Exercise brief: Your task is to retype, word for word, the lines from the start of the data through the line holding "Locate the corrugated". Do not include the pictures.

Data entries
——

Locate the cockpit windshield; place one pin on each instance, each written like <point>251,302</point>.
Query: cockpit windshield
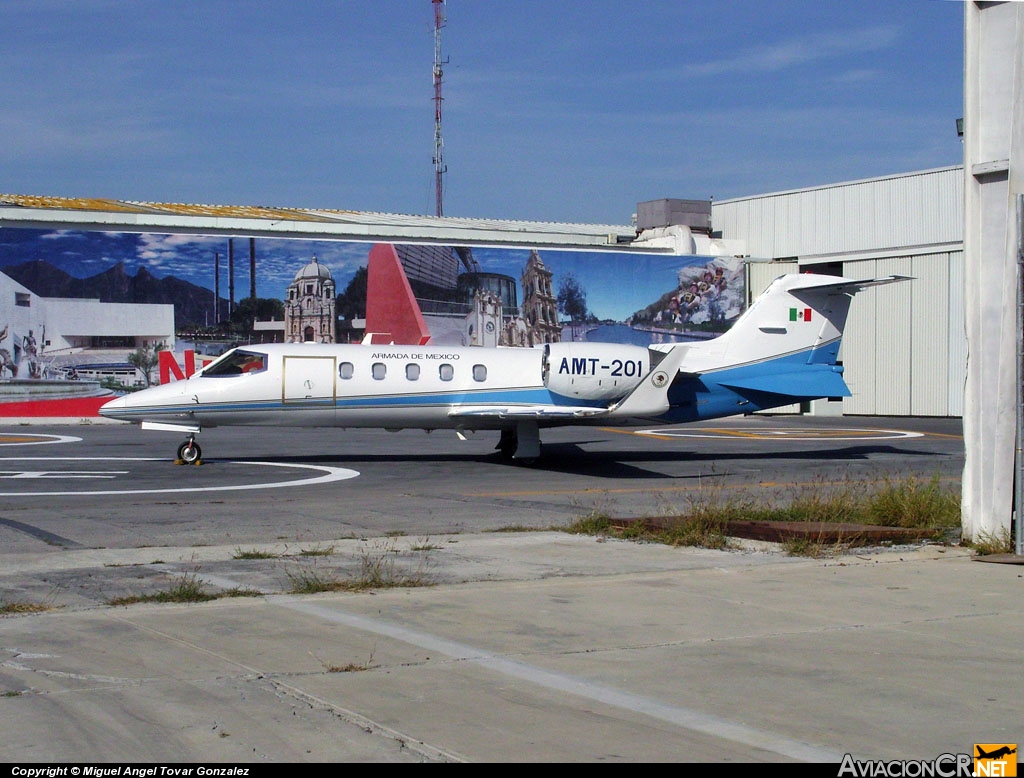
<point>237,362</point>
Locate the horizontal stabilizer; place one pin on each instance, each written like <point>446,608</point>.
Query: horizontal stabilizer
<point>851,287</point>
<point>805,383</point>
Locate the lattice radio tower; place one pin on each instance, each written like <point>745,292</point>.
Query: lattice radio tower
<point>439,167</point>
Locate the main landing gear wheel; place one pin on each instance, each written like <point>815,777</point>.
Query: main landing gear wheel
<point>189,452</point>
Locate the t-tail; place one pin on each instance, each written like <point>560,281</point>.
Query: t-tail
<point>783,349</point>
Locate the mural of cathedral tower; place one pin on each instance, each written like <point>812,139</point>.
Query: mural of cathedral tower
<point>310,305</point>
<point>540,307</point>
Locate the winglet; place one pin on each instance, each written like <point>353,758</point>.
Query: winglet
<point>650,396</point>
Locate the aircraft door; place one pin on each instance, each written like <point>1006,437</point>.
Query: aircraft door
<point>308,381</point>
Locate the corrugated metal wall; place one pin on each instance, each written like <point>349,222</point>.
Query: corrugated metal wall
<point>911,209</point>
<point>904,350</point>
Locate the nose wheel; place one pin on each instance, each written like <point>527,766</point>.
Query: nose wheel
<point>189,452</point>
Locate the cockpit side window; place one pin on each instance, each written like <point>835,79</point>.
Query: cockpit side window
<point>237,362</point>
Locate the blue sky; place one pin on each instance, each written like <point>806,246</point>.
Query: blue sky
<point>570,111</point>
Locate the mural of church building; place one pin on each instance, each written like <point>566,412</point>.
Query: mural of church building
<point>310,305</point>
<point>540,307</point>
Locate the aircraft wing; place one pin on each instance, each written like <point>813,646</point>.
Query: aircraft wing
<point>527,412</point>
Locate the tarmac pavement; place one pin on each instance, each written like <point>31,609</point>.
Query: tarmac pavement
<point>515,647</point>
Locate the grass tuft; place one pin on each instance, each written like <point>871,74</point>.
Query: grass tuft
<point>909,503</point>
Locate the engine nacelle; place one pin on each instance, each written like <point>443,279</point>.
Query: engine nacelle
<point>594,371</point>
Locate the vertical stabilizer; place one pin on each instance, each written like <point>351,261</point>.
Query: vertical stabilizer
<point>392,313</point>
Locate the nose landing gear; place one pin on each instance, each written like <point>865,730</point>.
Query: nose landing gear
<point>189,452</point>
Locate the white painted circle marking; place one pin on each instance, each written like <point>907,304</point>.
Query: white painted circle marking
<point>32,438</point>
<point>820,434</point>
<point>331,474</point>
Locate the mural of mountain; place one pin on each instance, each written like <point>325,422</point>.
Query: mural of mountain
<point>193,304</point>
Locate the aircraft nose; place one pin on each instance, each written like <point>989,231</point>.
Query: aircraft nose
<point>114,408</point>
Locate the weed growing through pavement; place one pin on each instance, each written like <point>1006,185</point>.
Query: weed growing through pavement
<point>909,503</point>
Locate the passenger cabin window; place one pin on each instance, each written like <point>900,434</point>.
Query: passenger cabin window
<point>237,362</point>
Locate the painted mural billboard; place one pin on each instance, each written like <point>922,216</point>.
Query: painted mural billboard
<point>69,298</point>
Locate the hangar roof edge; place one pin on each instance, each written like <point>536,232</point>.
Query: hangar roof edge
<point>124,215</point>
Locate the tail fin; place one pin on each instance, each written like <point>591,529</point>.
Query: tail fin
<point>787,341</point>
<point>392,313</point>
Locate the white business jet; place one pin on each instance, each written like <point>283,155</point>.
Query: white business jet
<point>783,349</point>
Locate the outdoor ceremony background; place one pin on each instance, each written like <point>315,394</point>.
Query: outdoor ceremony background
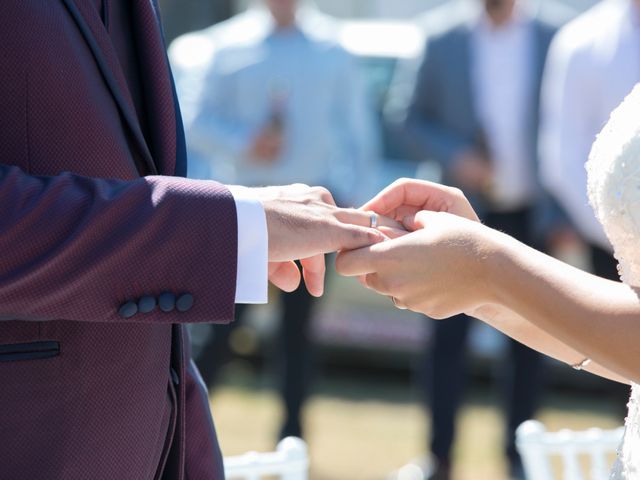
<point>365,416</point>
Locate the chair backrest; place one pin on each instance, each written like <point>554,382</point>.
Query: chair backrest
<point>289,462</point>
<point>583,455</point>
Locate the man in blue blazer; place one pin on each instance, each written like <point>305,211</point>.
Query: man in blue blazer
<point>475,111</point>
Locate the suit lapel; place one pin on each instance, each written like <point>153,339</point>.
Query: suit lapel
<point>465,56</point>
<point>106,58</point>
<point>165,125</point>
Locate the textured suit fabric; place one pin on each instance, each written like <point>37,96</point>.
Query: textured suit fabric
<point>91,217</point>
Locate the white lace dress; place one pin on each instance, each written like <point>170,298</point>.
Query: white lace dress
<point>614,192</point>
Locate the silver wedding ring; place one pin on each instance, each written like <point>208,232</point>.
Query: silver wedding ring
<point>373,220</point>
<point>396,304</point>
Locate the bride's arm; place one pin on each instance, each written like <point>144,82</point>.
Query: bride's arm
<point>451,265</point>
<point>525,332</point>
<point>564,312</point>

——

Response to the exercise:
Locate the cockpit windshield; place one pin on each instance, each written like <point>251,302</point>.
Query: cockpit windshield
<point>237,362</point>
Locate the horizontal stabilizer; place one pin on each instance, each written like <point>446,608</point>.
Query: horizontal stabilizer
<point>851,287</point>
<point>805,383</point>
Locate the lattice radio tower; place one pin on each instance, each written like <point>745,292</point>.
Query: lattice radio tower
<point>439,167</point>
Locate the main landing gear wheel; place one pin on each instance, each written like <point>815,777</point>.
Query: main landing gear wheel
<point>189,452</point>
Locate the t-tail; place one pin on each instance, each written like <point>560,281</point>.
Query: t-tail
<point>783,349</point>
Locate the mural of cathedral tower; place one pin on each instance, each written like <point>812,139</point>.
Query: mural of cathedral tower
<point>310,305</point>
<point>540,307</point>
Locate the winglet; place one pin on each instance, each written like <point>353,758</point>.
Query: winglet
<point>650,396</point>
Locate the aircraft door; place one pin on each instance, each written like <point>1006,437</point>.
Query: aircraft door
<point>308,381</point>
Locate the corrugated metal wall; place one pin on each instance, each written like <point>349,222</point>.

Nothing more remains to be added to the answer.